• _Exercise input_:
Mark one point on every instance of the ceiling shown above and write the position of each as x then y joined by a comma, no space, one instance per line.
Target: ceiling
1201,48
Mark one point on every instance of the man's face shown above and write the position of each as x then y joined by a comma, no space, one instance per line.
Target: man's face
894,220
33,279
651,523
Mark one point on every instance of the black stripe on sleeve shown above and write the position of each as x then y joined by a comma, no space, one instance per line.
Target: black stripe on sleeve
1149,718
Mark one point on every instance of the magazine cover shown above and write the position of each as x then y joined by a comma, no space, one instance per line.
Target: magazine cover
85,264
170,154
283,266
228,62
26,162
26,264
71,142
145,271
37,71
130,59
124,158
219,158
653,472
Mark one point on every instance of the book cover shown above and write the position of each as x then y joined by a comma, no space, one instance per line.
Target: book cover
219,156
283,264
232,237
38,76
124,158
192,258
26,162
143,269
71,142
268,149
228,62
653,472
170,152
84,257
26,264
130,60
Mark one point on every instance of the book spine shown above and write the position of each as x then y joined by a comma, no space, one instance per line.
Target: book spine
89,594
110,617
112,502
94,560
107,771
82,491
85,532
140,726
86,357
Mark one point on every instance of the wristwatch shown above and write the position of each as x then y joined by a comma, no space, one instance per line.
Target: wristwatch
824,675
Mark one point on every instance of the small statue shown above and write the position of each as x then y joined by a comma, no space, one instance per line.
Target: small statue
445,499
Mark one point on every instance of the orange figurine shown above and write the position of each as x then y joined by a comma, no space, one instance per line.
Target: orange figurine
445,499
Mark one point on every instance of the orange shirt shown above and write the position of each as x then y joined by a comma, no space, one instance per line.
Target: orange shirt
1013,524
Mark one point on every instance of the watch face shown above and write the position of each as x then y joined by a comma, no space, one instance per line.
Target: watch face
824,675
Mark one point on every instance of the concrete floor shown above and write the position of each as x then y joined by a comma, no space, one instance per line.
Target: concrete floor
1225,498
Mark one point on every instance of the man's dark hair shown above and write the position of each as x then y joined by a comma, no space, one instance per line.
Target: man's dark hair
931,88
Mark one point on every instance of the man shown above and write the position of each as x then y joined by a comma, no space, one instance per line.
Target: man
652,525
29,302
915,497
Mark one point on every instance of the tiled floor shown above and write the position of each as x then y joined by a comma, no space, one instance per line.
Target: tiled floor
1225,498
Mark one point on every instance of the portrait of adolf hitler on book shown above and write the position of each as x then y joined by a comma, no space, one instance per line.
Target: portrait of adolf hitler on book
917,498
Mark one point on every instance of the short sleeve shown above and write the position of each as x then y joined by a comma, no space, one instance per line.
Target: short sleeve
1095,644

• _Exercise objective_: Using the data above, repeat exactly the lines that begin at the line with "Mark one point on every instance of the man's dark" and end at the line with "Mark one point on every instance of the tiled", both ends included.

• _Answer box_:
Mark one point on every instance of the man's dark hair shown above and write the position of each as x then y joined by a comma, no space, one instance per line.
Target: man's dark hair
931,88
Mark one point on every instance of the man shown above and write the position of each as x then y joined by a comma, no space, one instance per line.
Target: man
652,525
29,302
915,497
Mark one point on every instance of the tiled floor shown above and write the position of each as x then y joined by a comma, no space, one instance per line.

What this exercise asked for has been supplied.